Task requirements: Swap "gray bird" for "small bird" in the part of the items that opens with the line containing "Query: gray bird" and closes with the line containing "Mark the region of every instance of the gray". Write out only those lines again, leaving everything else in them unchanged.
--- START OF Extracted records ---
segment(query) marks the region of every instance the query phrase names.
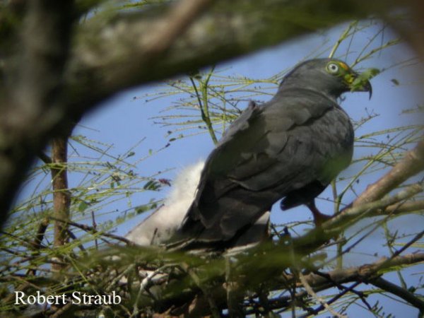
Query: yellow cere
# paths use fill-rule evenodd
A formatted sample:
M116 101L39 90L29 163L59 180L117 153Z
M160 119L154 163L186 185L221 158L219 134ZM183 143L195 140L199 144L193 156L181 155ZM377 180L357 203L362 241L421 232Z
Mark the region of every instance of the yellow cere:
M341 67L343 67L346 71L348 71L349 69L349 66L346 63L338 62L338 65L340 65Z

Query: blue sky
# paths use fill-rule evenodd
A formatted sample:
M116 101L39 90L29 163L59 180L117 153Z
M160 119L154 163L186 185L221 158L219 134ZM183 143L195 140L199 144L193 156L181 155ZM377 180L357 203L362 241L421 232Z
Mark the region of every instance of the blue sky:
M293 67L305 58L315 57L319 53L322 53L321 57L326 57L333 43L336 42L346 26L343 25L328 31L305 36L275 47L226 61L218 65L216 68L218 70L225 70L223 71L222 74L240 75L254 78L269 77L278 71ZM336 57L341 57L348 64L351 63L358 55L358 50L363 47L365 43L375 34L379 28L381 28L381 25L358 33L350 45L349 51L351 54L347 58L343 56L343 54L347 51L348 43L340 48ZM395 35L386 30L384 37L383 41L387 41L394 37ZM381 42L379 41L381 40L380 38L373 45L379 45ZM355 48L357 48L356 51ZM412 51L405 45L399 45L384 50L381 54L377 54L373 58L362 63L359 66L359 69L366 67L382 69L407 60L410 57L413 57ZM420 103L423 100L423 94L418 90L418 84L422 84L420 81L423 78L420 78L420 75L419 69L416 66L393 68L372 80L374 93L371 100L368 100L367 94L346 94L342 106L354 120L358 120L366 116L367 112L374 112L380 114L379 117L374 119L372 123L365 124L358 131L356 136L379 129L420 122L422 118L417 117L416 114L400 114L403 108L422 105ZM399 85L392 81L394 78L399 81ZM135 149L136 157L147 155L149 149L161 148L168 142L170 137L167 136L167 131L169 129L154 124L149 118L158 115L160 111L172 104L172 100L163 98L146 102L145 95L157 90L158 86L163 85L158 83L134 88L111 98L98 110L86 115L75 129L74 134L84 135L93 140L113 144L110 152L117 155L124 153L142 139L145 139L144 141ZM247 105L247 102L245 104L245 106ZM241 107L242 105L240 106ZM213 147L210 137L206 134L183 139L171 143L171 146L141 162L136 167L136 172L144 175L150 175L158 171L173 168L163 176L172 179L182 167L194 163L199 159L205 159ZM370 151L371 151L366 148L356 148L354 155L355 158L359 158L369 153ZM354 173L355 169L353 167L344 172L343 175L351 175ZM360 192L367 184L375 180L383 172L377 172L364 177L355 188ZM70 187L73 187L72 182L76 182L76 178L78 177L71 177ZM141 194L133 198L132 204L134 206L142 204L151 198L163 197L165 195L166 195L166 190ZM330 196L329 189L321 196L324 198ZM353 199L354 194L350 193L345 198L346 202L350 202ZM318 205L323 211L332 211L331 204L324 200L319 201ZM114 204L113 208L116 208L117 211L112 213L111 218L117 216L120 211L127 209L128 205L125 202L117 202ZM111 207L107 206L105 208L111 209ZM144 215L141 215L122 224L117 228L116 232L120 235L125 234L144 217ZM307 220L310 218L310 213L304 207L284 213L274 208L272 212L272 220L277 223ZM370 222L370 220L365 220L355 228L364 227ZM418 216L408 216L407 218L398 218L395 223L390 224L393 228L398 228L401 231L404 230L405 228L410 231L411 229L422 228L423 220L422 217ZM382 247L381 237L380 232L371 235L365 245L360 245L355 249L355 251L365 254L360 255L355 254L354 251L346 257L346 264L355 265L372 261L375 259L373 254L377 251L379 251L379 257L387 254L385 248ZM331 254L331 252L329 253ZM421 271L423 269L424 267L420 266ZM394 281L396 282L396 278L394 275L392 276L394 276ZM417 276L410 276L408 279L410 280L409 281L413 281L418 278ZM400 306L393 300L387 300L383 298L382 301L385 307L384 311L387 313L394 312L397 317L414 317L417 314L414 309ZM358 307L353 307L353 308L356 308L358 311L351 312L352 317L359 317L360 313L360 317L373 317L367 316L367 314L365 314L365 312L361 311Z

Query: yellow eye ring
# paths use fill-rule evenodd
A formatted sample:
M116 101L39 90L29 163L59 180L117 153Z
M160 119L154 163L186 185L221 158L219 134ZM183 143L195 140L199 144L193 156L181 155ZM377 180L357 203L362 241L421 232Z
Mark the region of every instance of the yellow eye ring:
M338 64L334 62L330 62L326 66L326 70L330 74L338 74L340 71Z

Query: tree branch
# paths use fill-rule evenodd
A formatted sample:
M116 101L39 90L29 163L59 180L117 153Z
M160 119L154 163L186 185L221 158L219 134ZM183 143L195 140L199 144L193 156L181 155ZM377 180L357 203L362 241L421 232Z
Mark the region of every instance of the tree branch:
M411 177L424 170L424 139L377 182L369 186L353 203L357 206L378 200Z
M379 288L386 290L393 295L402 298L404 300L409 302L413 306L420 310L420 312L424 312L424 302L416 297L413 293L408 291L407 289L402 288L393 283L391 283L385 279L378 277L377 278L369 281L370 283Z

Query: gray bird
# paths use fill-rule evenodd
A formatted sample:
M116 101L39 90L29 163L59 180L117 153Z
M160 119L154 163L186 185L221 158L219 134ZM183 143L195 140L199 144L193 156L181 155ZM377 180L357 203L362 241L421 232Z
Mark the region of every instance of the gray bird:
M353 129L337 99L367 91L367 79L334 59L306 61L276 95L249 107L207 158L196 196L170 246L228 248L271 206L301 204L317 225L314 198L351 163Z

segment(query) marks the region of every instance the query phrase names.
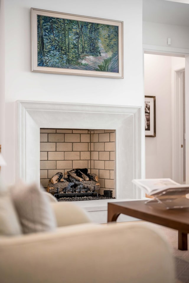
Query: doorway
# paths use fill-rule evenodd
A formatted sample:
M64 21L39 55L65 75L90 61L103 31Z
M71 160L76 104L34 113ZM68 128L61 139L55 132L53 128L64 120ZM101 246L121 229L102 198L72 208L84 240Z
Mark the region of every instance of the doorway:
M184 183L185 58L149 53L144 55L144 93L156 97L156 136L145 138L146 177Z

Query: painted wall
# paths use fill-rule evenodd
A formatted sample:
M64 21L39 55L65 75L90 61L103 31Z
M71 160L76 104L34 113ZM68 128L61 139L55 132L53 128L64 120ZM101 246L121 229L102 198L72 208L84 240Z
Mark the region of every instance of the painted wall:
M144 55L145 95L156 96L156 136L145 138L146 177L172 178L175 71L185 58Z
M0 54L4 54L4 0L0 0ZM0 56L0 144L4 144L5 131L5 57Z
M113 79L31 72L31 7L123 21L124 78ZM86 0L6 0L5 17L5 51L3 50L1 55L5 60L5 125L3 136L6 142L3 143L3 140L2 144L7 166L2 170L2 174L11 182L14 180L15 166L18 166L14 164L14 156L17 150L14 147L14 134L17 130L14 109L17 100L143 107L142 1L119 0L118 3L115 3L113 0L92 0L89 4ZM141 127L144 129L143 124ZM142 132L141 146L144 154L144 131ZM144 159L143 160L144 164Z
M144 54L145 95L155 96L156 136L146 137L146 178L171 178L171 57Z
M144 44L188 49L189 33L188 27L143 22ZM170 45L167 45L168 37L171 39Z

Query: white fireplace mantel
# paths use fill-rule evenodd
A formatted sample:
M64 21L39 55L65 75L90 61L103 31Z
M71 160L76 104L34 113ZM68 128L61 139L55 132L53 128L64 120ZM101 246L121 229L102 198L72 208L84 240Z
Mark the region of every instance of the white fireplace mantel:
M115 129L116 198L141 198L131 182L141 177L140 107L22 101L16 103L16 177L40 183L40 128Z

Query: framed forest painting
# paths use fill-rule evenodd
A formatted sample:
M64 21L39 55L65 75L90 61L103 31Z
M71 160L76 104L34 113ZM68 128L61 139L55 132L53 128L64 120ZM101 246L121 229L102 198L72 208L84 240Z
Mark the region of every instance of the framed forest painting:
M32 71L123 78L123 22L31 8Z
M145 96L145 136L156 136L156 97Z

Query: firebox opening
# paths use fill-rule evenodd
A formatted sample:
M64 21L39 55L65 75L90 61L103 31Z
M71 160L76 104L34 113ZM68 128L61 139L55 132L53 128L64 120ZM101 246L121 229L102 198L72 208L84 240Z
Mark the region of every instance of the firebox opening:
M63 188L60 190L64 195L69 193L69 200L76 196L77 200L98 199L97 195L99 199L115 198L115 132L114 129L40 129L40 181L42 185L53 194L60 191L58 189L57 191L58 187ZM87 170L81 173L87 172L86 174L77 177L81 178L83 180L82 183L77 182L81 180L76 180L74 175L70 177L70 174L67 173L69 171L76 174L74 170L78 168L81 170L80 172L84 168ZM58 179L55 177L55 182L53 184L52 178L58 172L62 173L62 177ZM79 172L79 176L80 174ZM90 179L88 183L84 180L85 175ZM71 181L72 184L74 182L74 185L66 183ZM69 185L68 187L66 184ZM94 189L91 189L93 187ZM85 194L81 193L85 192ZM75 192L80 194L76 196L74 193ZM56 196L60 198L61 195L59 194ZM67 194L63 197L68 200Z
--- END OF Extracted records ---
--- START OF Extracted records ---
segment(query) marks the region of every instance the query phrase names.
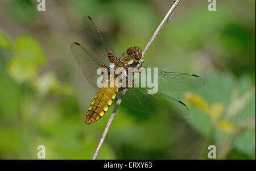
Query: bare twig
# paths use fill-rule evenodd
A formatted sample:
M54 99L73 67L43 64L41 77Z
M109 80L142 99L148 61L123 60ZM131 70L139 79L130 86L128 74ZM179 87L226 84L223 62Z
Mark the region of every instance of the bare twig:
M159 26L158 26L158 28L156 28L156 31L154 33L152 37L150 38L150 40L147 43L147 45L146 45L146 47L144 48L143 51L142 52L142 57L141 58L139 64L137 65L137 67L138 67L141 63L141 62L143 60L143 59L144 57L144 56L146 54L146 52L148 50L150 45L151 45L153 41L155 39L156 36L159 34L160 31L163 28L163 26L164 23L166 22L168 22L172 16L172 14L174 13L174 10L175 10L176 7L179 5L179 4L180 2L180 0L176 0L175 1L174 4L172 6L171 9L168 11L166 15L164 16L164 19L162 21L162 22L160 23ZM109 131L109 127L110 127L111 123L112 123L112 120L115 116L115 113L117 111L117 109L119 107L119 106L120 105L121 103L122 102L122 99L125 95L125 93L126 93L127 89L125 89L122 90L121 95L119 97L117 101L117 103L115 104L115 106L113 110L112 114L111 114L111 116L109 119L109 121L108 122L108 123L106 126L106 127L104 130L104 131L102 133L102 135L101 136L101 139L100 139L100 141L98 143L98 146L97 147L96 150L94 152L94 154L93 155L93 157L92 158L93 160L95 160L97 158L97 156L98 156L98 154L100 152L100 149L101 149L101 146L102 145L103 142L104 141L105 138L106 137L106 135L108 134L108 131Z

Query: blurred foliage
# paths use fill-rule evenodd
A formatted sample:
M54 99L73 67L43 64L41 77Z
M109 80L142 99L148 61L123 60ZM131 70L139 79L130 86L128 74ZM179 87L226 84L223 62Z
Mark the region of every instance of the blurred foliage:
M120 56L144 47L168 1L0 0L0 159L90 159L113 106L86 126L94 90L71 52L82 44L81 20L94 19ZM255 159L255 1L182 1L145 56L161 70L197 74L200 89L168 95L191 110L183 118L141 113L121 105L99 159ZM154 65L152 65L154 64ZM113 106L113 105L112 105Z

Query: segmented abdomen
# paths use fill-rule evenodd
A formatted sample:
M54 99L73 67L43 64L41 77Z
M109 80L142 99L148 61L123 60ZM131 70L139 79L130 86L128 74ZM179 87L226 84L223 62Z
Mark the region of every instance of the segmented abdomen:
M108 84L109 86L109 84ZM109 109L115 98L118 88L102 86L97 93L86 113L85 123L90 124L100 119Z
--- END OF Extracted records ---
--- START OF Extracted records ---
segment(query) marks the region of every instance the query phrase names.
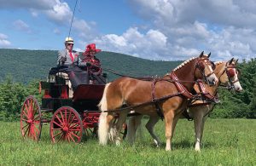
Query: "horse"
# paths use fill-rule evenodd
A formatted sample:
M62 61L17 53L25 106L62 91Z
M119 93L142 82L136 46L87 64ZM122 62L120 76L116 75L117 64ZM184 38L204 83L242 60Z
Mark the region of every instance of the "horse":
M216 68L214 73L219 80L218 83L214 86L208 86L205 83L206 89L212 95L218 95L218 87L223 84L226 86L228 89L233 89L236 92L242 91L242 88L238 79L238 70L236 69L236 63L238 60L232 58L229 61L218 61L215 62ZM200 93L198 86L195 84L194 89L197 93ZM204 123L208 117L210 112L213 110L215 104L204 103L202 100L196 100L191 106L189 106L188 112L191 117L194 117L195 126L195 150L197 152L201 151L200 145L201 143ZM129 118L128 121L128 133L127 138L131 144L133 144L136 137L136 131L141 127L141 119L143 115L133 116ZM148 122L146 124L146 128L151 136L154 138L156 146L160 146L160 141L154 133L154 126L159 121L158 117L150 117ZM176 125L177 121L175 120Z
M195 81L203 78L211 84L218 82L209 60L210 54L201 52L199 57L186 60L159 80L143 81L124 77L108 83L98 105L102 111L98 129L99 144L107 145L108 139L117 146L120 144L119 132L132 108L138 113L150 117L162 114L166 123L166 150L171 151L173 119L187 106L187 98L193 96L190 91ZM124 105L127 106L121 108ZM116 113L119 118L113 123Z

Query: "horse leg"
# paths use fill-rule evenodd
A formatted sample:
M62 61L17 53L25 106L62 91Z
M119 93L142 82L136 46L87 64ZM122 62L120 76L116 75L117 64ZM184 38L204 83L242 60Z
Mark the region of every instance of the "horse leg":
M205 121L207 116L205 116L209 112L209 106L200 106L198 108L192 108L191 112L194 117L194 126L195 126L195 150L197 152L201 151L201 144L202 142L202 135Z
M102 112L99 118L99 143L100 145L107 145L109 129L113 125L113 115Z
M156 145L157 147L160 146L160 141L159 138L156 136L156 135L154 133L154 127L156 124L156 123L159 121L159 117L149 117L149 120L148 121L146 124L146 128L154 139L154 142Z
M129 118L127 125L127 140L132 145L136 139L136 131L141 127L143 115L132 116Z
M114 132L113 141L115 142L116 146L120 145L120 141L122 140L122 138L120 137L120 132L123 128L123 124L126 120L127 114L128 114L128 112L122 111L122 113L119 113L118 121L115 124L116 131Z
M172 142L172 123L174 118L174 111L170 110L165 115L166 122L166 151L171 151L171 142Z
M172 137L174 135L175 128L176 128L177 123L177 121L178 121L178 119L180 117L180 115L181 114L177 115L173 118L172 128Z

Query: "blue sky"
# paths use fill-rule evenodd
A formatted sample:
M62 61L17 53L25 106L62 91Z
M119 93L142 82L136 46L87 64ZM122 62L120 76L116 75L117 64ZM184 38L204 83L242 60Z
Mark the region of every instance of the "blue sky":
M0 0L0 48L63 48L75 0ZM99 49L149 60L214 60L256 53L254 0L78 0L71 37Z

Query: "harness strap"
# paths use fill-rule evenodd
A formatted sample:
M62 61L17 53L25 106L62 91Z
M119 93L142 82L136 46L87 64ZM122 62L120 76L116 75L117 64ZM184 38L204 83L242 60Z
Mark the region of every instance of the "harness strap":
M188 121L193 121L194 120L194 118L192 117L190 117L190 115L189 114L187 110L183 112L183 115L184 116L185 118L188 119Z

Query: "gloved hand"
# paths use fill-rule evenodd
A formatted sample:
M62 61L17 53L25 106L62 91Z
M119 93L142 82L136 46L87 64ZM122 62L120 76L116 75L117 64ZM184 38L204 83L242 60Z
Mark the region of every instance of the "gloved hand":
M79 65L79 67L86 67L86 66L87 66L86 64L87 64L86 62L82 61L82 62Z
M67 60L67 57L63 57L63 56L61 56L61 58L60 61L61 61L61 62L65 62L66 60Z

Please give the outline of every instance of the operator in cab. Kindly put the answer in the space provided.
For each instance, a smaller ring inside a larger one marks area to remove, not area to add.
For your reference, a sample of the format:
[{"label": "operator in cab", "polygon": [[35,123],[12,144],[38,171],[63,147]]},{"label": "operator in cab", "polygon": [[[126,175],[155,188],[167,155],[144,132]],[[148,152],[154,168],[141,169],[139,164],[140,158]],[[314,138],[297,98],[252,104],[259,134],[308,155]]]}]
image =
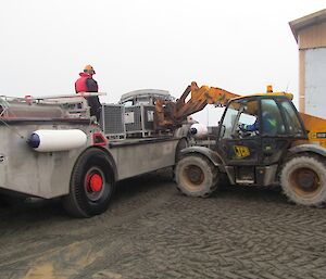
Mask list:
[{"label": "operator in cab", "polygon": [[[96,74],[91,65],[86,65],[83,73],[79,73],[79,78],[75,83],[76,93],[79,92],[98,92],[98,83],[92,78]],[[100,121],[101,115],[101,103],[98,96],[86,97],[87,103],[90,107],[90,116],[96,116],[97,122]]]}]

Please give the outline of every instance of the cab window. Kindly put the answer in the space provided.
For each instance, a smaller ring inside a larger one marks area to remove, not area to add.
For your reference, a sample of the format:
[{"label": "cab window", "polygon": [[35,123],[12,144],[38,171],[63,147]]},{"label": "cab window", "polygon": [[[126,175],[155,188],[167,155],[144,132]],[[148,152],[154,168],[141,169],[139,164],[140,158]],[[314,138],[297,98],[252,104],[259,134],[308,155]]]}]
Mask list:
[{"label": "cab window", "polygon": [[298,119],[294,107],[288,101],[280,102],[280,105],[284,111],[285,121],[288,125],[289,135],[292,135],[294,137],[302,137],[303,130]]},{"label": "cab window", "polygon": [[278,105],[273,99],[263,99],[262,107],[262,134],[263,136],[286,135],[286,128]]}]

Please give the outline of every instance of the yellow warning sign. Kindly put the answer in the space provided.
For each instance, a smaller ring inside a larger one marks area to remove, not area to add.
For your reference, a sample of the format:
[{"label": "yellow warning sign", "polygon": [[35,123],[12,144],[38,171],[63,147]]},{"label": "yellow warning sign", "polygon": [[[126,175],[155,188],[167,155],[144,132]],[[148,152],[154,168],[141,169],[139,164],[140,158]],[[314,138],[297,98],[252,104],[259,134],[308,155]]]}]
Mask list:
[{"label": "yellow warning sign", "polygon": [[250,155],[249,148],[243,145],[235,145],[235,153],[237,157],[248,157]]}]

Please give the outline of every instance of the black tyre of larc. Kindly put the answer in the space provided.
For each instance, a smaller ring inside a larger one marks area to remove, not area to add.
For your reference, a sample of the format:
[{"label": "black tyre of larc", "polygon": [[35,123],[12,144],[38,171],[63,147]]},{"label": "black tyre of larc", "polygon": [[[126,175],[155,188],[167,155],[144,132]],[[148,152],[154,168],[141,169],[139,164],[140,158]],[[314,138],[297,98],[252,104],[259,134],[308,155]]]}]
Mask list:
--- END OF Extracted records ---
Expected output:
Query: small bird
# paths use fill-rule evenodd
A formatted sample:
M116 101L39 90L29 163L59 180L117 153Z
M160 119L154 163L186 185L221 158L219 134ZM183 143L195 140L199 144L193 156L181 155ZM377 180L357 203L362 241L421 232Z
Mark the region of every instance of the small bird:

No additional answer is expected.